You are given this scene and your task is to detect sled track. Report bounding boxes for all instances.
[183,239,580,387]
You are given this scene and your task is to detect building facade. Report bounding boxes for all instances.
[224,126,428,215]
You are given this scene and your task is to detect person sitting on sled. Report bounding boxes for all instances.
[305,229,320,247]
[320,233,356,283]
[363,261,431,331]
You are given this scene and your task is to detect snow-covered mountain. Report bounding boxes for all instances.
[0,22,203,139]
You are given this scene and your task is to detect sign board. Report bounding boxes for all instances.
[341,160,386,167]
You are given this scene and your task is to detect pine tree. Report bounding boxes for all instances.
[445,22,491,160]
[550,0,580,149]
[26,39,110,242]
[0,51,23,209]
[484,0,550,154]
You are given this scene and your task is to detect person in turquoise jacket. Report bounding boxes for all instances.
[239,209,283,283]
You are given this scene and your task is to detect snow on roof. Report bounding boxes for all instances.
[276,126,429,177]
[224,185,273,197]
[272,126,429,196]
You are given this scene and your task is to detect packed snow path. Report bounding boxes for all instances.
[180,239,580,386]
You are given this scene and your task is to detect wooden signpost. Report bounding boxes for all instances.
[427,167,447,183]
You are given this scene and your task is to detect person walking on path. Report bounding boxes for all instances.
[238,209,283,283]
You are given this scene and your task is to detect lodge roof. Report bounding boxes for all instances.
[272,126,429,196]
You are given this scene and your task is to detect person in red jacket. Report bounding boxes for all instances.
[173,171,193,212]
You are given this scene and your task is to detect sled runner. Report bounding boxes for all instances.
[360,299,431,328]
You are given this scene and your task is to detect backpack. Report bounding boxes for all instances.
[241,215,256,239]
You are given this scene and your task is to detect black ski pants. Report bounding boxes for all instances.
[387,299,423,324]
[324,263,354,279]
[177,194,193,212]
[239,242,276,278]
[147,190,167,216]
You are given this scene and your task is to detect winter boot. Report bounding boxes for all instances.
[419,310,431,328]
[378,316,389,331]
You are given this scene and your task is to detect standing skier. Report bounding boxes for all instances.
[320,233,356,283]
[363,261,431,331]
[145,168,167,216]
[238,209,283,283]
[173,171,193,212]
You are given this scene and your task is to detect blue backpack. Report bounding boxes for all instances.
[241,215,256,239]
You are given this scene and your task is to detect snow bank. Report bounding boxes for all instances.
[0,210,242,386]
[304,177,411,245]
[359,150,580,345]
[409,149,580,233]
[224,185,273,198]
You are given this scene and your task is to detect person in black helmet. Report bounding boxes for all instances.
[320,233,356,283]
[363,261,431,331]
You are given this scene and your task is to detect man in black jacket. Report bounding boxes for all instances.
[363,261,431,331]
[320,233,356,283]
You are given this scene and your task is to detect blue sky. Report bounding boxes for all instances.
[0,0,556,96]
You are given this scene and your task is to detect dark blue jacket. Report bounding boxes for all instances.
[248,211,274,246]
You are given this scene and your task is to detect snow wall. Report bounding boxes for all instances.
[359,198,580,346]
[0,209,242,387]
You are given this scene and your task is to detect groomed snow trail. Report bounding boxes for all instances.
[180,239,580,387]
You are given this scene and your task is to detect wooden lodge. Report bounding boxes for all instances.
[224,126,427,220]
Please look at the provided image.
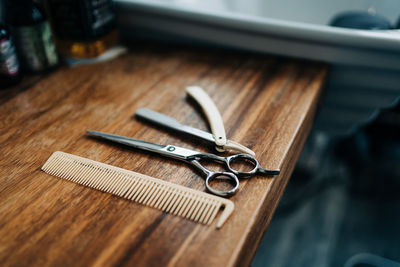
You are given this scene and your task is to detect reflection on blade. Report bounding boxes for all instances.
[135,108,215,143]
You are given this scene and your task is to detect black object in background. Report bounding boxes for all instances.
[5,0,58,72]
[330,11,393,30]
[0,24,20,89]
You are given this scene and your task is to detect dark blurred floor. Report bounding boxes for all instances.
[252,104,400,267]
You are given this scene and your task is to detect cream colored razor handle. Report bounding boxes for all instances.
[186,86,226,146]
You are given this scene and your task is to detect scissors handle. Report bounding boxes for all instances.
[225,154,280,178]
[205,172,239,197]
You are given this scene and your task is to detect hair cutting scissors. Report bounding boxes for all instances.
[88,131,280,197]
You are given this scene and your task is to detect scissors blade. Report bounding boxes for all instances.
[135,108,215,144]
[87,130,202,160]
[135,108,255,156]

*-*-*

Reproduce the records from the start up to and including the line with "[224,126,428,215]", changing "building facade" to "lodge exterior" and leaving everything else unchanged.

RESPONSE:
You are given this scene and your task is to detect sled track. Report bounding boxes for all instances.
[183,239,580,387]
You are given this scene and your task is to detect lodge exterior. Report bounding boxes for all instances.
[224,126,428,215]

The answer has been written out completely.